(Document segment)
* * * * * * * * *

Ahmed Khan

Personal information
- Full name: Ahmed Muhammad Khan
- Date of birth: 24 December 1926
- Date of death: 27 August 2017 (aged 90)
- Place of death: Bengaluru, Karnataka, India
- Position: Forward

Senior career*
- Years: Team / Apps / (Gls)
- Bangalore Muslim Club
- 1948–1959: East Bengal / 35+ / (63)

International career
- India

Medal record
Men's football
Representing India
Asian Games
| Gold medal – first place | 1951 New Delhi | Team |

= Ahmed Khan (footballer) =

Indian footballer (1926–2017)

Ahmed Mohammed Khan (24 December 1926 – 27 August 2017) was an Indian footballer who played as a forward. He participated in the 1948 and 1952 Summer Olympics. He was also vice-captain of India from 1949 to 1954.

Khan, known for his ball controlling skills and creativity in forward position predominantly during his spell in East Bengal from 1949 to 1959, was later idolized by Indian international Chuni Goswami.

==Club career==
Khan played in the 1948 and 1952 Summer Olympics and figured for East Bengal from 1949 to 1959, and captained the team in 1954–55. He spent most of his club career in East Bengal. Khan was part of the team that played against German side Kickers Offenbach and FC Torpedo Moscow in 1953. In the same year, he went on to play for the team at the World Youth Festival in Bucharest, Romania. He netted one in their 6–1 victory against Lebanon XI.

* * * * * * * * *

(Supplied material)
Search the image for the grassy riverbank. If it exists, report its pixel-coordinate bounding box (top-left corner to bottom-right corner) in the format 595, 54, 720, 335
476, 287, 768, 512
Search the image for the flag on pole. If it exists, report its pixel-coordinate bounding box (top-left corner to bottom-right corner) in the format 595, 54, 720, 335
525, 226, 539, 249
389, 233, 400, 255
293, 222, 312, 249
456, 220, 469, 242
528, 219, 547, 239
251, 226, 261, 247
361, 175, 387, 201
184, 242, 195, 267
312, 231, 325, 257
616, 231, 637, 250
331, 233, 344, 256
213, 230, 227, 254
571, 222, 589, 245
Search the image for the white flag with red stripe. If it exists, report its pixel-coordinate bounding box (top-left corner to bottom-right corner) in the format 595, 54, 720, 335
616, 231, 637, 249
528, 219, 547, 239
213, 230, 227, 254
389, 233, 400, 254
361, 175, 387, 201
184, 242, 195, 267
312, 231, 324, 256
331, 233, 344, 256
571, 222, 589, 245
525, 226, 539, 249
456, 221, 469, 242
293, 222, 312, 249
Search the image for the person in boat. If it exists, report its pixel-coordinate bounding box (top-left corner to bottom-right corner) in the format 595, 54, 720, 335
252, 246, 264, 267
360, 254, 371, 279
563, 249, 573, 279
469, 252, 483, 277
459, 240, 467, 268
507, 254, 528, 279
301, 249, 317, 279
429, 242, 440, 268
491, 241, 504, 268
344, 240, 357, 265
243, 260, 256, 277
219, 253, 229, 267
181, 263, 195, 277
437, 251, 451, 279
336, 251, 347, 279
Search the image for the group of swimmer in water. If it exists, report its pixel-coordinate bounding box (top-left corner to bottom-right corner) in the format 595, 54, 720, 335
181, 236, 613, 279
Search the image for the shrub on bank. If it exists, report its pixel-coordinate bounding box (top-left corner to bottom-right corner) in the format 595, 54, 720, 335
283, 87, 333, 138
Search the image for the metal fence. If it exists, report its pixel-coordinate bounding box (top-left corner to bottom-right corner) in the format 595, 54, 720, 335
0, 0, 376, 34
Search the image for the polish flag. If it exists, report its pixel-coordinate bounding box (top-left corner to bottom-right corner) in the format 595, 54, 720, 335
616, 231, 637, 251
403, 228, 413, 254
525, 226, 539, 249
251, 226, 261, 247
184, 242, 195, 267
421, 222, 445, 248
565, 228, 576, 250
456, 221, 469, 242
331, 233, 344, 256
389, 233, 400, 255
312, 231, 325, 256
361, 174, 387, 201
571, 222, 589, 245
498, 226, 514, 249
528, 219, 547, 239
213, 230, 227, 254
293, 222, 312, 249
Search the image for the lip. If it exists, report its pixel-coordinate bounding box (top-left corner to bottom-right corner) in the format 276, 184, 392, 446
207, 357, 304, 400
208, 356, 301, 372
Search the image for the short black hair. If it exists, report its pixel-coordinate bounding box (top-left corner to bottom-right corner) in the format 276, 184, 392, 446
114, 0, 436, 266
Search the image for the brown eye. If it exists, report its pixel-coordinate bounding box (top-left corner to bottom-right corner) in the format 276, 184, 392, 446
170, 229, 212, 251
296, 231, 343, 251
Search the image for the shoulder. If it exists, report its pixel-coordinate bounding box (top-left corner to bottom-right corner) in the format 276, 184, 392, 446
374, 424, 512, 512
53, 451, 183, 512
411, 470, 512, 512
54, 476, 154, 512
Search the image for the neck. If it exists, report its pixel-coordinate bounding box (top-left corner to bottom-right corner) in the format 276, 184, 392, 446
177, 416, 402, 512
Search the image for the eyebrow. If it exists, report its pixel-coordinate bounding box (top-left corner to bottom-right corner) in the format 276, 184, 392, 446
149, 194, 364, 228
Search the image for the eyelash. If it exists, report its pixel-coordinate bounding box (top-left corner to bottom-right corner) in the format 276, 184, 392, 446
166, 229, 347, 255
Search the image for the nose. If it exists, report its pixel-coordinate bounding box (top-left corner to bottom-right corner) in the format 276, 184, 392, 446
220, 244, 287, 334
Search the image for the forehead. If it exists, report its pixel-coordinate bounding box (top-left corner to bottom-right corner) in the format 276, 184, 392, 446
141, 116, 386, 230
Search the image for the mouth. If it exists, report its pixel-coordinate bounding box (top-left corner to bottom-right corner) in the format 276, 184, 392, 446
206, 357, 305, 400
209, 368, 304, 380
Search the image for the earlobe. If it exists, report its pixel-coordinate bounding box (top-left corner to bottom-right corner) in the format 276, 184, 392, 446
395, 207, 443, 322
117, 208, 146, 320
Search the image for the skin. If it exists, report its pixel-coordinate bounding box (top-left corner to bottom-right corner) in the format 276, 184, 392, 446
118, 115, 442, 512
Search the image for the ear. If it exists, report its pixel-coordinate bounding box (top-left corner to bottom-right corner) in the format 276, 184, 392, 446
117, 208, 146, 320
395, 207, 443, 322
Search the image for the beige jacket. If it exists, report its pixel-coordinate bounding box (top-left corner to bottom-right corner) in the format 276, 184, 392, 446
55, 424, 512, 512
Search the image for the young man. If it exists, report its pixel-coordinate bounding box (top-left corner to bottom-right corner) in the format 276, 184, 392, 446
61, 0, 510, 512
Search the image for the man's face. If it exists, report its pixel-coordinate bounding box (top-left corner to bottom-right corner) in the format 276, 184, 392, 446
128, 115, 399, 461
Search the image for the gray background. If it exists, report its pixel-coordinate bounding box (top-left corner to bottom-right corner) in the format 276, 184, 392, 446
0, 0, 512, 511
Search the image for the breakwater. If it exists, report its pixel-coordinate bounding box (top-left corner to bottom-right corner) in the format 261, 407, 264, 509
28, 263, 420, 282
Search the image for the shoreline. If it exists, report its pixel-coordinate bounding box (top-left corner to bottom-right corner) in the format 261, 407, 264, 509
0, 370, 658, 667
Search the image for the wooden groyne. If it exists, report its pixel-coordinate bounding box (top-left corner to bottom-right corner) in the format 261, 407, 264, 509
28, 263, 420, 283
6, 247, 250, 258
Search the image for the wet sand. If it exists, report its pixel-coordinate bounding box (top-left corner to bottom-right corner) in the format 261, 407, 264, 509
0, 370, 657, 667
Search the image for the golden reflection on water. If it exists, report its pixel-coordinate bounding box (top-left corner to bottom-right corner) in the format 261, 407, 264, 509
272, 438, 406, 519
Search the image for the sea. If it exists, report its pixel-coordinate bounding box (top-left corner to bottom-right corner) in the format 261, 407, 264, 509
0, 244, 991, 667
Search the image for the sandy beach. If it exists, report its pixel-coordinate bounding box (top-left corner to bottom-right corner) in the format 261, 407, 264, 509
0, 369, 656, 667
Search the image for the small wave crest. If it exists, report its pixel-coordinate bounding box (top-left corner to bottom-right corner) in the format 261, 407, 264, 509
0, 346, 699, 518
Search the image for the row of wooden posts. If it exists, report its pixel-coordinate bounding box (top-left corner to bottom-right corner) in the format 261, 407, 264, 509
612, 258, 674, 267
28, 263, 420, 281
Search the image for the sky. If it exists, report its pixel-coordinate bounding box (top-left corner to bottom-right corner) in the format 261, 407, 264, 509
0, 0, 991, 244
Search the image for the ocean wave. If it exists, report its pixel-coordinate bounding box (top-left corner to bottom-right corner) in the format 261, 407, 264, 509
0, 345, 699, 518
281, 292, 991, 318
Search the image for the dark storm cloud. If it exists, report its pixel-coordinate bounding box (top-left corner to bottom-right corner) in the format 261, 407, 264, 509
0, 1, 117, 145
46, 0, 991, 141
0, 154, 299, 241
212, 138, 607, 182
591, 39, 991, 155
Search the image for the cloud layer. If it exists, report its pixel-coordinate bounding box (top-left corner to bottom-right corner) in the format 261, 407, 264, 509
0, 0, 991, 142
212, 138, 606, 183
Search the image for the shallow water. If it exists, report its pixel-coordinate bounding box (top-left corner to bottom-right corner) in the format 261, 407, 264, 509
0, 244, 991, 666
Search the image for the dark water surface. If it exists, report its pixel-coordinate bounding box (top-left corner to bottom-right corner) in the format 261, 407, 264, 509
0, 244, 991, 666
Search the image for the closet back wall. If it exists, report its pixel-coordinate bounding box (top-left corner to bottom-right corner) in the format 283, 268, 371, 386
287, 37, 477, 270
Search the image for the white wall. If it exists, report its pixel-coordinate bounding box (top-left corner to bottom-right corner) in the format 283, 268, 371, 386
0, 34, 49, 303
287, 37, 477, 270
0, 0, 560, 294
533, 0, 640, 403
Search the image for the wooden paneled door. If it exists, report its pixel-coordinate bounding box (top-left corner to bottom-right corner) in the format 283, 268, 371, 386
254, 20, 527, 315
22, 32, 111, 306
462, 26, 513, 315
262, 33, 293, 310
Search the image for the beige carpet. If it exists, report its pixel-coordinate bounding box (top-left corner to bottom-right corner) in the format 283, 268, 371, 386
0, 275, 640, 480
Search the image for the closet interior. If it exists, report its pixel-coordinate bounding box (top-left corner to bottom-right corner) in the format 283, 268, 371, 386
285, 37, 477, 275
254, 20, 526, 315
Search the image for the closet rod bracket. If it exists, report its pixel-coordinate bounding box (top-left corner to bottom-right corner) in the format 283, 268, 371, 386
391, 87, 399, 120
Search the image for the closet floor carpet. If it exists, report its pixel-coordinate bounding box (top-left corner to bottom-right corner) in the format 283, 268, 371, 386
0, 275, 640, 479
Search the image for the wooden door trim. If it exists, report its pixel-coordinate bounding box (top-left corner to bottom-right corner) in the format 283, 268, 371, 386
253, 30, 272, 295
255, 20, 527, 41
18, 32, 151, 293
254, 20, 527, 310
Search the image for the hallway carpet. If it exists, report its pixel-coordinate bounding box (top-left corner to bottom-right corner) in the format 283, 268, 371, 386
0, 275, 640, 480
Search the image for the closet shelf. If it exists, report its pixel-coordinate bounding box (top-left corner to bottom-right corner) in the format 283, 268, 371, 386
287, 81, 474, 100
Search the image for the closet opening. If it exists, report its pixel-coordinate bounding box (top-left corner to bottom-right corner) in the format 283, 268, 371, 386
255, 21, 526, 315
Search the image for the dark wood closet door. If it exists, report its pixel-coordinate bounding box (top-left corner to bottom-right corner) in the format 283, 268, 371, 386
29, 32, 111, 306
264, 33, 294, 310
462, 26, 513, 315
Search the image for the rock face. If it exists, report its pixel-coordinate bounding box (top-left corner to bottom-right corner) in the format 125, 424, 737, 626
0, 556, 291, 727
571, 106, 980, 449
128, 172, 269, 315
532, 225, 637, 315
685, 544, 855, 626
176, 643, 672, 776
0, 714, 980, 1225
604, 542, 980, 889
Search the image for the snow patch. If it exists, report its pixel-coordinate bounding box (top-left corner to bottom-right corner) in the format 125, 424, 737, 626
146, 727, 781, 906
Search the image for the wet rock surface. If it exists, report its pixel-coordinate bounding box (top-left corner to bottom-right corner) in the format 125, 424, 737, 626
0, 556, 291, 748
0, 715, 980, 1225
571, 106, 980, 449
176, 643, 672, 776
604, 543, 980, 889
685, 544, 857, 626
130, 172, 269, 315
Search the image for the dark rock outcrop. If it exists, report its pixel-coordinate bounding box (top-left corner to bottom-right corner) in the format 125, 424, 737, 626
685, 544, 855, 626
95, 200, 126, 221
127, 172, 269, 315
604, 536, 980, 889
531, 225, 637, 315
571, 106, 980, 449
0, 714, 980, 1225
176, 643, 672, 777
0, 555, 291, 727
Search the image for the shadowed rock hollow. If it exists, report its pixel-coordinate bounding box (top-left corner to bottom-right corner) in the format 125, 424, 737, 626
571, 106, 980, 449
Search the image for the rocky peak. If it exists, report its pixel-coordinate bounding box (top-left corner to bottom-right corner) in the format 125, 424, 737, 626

* * * * * * * * *

(Task requirements)
**1)** Rewrite the Ahmed Khan article from "Khan, known for" up to and including "against Lebanon XI.", changing "Khan" to "Ahmed Khan".
**2)** Name all the opposing teams that the Ahmed Khan article mentions in its club career section.

(Exercise solutions)
**1)**
Ahmed Khan, known for his ball controlling skills and creativity in forward position predominantly during his spell in East Bengal from 1949 to 1959, was later idolized by Indian international Chuni Goswami.

==Club career==
Ahmed Khan played in the 1948 and 1952 Summer Olympics and figured for East Bengal from 1949 to 1959, and captained the team in 1954–55. He spent most of his club career in East Bengal. Ahmed Khan was part of the team that played against German side Kickers Offenbach and FC Torpedo Moscow in 1953. In the same year, he went on to play for the team at the World Youth Festival in Bucharest, Romania. He netted one in their 6–1 victory against Lebanon XI.

**2)** Kickers Offenbach, FC Torpedo Moscow, Lebanon XI